Given problem:
Write out exactly the lines running from the one with "the dog's hind" to the end of the data, including both of those lines and excluding pictures.

Material for this exercise:
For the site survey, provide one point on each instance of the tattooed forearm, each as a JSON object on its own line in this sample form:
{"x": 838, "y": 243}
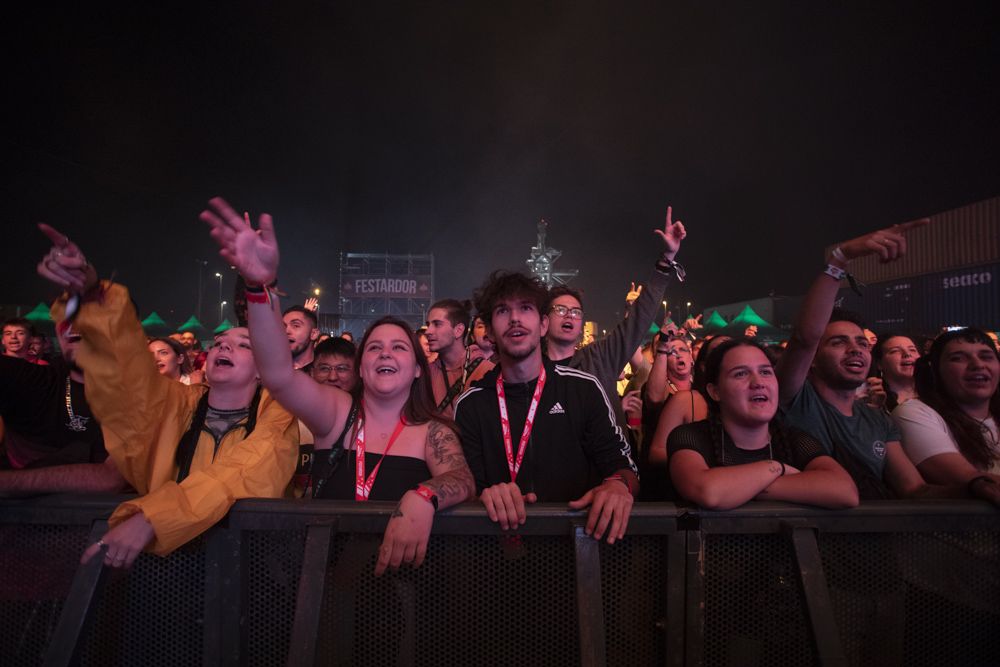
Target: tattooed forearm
{"x": 443, "y": 446}
{"x": 452, "y": 480}
{"x": 453, "y": 486}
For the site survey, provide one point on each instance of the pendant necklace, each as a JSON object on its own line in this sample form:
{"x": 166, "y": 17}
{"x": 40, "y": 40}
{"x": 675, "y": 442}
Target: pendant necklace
{"x": 76, "y": 422}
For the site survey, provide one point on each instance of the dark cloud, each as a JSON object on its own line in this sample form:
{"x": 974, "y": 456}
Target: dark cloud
{"x": 451, "y": 128}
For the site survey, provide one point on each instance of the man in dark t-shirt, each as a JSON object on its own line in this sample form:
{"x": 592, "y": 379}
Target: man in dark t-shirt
{"x": 533, "y": 430}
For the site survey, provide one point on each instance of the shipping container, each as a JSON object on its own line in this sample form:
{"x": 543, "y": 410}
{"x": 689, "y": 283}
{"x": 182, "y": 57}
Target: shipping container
{"x": 963, "y": 237}
{"x": 969, "y": 296}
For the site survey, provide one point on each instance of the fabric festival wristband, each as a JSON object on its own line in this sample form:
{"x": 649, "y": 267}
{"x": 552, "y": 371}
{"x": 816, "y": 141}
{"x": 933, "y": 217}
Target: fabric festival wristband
{"x": 834, "y": 272}
{"x": 427, "y": 494}
{"x": 263, "y": 296}
{"x": 620, "y": 478}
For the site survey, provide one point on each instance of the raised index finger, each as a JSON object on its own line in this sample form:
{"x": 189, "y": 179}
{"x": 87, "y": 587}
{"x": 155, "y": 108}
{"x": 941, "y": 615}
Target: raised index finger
{"x": 58, "y": 238}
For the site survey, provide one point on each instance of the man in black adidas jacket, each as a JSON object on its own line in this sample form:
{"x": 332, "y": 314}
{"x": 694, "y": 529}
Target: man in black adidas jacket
{"x": 533, "y": 430}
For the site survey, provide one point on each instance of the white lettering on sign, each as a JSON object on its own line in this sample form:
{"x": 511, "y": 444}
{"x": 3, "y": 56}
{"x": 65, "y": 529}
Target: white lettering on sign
{"x": 385, "y": 285}
{"x": 967, "y": 280}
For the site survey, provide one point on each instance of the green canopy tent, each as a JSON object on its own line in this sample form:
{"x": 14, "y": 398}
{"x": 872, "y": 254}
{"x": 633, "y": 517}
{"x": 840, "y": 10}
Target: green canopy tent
{"x": 41, "y": 320}
{"x": 154, "y": 326}
{"x": 747, "y": 317}
{"x": 195, "y": 327}
{"x": 713, "y": 324}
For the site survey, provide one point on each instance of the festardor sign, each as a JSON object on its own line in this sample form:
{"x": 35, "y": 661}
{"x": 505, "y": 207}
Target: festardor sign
{"x": 387, "y": 286}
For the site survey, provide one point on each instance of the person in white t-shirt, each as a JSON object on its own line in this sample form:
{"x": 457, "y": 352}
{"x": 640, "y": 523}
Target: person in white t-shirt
{"x": 950, "y": 432}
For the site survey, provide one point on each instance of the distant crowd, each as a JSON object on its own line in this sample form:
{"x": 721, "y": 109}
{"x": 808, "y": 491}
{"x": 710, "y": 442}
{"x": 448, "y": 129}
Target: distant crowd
{"x": 496, "y": 400}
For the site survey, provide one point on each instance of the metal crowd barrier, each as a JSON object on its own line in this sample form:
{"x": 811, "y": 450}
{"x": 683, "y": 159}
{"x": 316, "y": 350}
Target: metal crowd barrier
{"x": 290, "y": 582}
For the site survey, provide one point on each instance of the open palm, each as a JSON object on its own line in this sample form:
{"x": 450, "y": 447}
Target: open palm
{"x": 254, "y": 253}
{"x": 672, "y": 234}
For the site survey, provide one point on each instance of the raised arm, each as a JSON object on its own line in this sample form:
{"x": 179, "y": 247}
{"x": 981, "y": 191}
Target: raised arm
{"x": 255, "y": 255}
{"x": 889, "y": 244}
{"x": 619, "y": 345}
{"x": 130, "y": 399}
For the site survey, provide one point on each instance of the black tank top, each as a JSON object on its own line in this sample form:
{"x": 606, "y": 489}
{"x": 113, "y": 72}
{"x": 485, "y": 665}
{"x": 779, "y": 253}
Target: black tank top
{"x": 397, "y": 475}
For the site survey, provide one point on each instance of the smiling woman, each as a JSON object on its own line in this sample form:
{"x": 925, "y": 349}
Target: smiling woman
{"x": 742, "y": 451}
{"x": 950, "y": 432}
{"x": 426, "y": 470}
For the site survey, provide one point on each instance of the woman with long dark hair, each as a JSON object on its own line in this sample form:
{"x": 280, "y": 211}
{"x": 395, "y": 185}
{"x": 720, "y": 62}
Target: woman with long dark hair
{"x": 393, "y": 411}
{"x": 742, "y": 451}
{"x": 950, "y": 432}
{"x": 895, "y": 357}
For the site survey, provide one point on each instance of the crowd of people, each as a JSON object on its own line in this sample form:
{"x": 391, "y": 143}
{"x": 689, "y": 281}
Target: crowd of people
{"x": 495, "y": 400}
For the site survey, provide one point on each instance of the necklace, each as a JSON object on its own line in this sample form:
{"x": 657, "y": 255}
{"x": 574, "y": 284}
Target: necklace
{"x": 76, "y": 422}
{"x": 770, "y": 451}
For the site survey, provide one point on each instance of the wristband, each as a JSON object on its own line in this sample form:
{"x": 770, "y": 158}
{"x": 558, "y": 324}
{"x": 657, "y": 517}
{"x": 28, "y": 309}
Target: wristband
{"x": 261, "y": 295}
{"x": 835, "y": 272}
{"x": 669, "y": 266}
{"x": 427, "y": 494}
{"x": 621, "y": 478}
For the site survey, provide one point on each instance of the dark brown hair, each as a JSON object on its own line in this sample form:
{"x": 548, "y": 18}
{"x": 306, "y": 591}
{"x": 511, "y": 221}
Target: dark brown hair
{"x": 502, "y": 285}
{"x": 968, "y": 432}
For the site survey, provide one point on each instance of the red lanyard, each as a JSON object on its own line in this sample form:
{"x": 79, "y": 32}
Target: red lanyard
{"x": 514, "y": 465}
{"x": 363, "y": 485}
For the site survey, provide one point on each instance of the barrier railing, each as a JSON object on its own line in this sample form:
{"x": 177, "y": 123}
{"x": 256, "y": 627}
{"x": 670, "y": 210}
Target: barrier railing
{"x": 286, "y": 582}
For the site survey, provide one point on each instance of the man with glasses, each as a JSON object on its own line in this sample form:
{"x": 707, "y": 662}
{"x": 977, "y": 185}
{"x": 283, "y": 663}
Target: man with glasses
{"x": 334, "y": 364}
{"x": 606, "y": 358}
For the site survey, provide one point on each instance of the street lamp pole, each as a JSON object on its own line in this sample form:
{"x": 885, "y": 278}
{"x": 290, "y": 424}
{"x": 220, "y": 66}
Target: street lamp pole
{"x": 219, "y": 276}
{"x": 201, "y": 266}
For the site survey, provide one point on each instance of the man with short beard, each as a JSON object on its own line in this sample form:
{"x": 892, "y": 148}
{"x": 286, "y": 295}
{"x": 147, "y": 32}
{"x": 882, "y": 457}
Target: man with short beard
{"x": 606, "y": 358}
{"x": 302, "y": 329}
{"x": 536, "y": 431}
{"x": 16, "y": 333}
{"x": 455, "y": 368}
{"x": 51, "y": 441}
{"x": 827, "y": 359}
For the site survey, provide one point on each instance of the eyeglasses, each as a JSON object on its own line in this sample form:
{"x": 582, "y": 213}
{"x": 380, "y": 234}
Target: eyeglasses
{"x": 339, "y": 369}
{"x": 563, "y": 311}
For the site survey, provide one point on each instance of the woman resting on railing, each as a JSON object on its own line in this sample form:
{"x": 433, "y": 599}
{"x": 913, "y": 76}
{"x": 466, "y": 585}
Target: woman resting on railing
{"x": 426, "y": 469}
{"x": 742, "y": 452}
{"x": 950, "y": 433}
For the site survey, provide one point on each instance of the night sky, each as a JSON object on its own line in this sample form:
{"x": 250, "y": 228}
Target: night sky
{"x": 773, "y": 129}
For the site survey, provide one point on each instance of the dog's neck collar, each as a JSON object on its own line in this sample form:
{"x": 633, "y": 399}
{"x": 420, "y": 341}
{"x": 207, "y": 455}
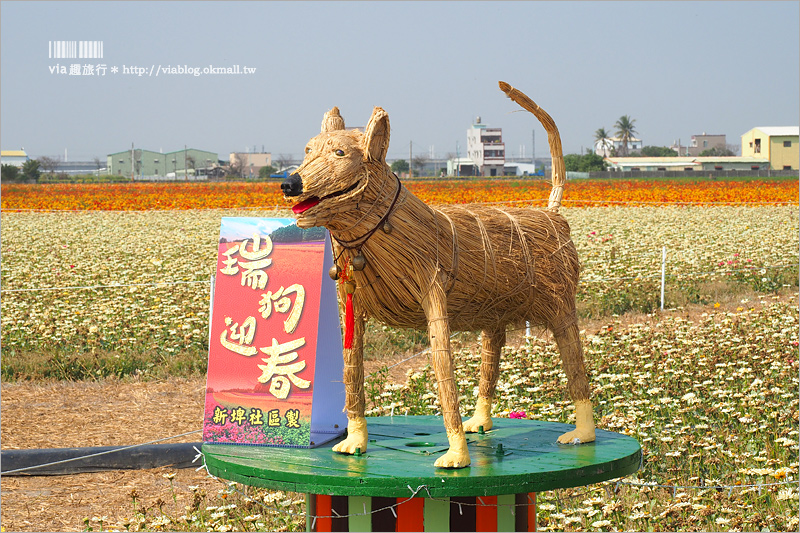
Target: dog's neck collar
{"x": 359, "y": 241}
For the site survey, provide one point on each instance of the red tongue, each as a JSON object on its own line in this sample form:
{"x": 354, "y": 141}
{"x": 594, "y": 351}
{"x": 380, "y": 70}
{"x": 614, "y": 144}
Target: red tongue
{"x": 305, "y": 205}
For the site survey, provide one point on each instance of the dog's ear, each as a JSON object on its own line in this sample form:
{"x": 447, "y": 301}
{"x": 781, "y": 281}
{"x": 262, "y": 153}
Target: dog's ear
{"x": 332, "y": 121}
{"x": 376, "y": 136}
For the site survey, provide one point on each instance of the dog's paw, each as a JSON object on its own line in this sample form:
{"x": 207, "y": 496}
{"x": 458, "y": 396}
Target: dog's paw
{"x": 351, "y": 446}
{"x": 474, "y": 424}
{"x": 577, "y": 436}
{"x": 453, "y": 459}
{"x": 356, "y": 441}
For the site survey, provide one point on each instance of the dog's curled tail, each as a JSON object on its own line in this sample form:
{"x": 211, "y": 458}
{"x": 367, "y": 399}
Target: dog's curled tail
{"x": 553, "y": 139}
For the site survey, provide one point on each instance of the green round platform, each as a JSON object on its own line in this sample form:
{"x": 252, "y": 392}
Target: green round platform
{"x": 515, "y": 456}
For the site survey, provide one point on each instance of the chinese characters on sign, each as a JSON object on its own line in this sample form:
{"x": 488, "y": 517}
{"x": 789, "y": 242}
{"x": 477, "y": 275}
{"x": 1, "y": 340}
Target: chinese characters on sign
{"x": 253, "y": 273}
{"x": 274, "y": 366}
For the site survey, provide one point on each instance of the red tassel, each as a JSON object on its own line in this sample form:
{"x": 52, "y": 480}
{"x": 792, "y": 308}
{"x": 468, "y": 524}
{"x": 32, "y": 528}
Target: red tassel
{"x": 349, "y": 322}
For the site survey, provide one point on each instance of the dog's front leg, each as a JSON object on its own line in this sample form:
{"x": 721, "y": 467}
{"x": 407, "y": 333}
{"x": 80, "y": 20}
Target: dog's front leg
{"x": 356, "y": 441}
{"x": 435, "y": 306}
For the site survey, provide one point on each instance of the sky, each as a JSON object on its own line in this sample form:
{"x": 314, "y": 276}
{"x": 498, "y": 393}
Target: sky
{"x": 677, "y": 68}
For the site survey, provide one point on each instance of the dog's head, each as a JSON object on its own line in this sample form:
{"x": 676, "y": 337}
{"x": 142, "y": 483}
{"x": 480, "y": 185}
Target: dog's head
{"x": 334, "y": 173}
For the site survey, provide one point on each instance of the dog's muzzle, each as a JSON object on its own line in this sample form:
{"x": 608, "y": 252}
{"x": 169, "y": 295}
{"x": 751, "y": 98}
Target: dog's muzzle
{"x": 292, "y": 186}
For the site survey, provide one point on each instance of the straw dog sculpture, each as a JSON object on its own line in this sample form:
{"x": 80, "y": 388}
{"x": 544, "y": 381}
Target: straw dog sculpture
{"x": 454, "y": 268}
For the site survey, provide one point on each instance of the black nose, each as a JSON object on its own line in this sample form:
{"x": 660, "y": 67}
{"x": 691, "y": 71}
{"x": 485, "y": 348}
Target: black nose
{"x": 292, "y": 186}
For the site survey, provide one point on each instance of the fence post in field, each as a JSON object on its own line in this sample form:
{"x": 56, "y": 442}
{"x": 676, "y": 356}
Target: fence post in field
{"x": 663, "y": 272}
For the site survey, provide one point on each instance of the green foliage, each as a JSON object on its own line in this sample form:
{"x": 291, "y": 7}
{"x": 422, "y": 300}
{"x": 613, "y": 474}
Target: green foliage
{"x": 293, "y": 233}
{"x": 30, "y": 169}
{"x": 83, "y": 178}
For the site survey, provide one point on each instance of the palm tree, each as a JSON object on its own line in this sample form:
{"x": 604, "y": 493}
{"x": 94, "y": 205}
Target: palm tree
{"x": 625, "y": 131}
{"x": 602, "y": 137}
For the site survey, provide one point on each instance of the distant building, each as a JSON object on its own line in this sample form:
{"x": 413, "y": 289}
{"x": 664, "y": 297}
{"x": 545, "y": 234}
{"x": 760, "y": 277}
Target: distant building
{"x": 699, "y": 144}
{"x": 688, "y": 164}
{"x": 141, "y": 163}
{"x": 15, "y": 158}
{"x": 249, "y": 164}
{"x": 486, "y": 149}
{"x": 778, "y": 144}
{"x": 613, "y": 145}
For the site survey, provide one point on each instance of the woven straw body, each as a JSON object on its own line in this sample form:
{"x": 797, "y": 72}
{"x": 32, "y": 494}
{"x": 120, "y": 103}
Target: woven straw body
{"x": 451, "y": 268}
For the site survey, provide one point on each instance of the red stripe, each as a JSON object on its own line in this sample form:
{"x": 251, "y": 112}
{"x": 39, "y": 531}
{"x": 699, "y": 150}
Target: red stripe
{"x": 531, "y": 511}
{"x": 486, "y": 513}
{"x": 349, "y": 322}
{"x": 323, "y": 513}
{"x": 410, "y": 514}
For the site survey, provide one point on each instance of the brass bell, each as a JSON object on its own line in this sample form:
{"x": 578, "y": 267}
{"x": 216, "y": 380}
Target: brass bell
{"x": 334, "y": 272}
{"x": 359, "y": 262}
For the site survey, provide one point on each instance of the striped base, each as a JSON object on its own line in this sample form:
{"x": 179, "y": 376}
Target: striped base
{"x": 508, "y": 512}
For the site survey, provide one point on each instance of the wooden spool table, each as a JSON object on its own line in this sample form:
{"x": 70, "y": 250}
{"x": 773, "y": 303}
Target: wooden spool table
{"x": 395, "y": 487}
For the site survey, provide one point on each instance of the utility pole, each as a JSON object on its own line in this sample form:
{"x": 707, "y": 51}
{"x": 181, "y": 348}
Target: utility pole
{"x": 410, "y": 167}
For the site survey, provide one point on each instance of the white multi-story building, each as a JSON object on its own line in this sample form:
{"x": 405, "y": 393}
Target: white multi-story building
{"x": 613, "y": 145}
{"x": 486, "y": 149}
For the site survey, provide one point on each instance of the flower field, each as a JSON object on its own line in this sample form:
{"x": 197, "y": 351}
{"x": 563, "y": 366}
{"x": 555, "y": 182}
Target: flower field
{"x": 169, "y": 196}
{"x": 117, "y": 283}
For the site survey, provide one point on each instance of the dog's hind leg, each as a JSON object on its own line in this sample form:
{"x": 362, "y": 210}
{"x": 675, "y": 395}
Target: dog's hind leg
{"x": 491, "y": 345}
{"x": 435, "y": 305}
{"x": 569, "y": 345}
{"x": 356, "y": 441}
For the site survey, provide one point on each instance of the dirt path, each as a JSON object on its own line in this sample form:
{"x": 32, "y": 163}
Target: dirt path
{"x": 110, "y": 413}
{"x": 107, "y": 413}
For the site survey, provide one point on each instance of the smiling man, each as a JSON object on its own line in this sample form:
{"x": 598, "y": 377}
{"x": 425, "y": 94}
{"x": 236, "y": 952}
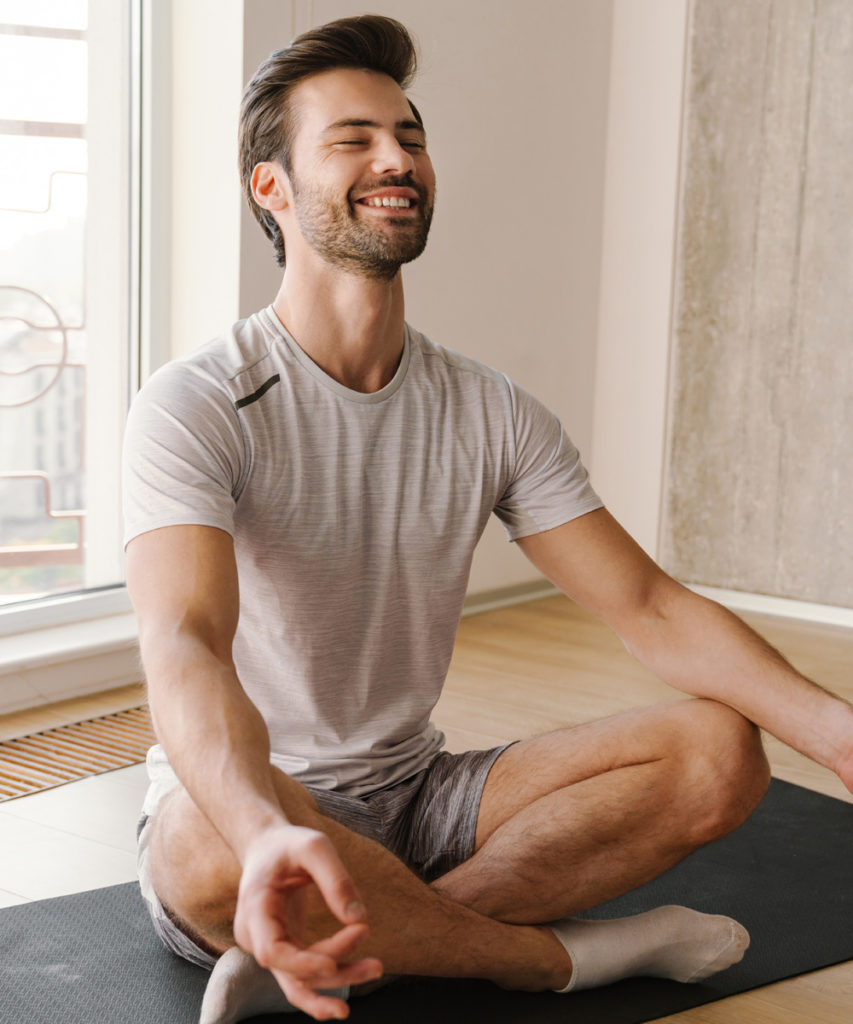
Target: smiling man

Answer for this exercise:
For the site survey, provide one point on each instance of the dog's hind leg, each as a JSON object on its own line in this sample form:
{"x": 362, "y": 210}
{"x": 675, "y": 395}
Target: dog's hind leg
{"x": 491, "y": 345}
{"x": 435, "y": 305}
{"x": 569, "y": 345}
{"x": 356, "y": 441}
For the site survey, provide one point on each instance of the dirt path, each as a JSON object on its own line in this sample form:
{"x": 32, "y": 163}
Target: dirt path
{"x": 110, "y": 413}
{"x": 107, "y": 413}
For the site survey, provide one point on each instance of the smiling man, each as a JSON object on its own line in this sample form:
{"x": 598, "y": 377}
{"x": 425, "y": 94}
{"x": 236, "y": 952}
Target: smiling man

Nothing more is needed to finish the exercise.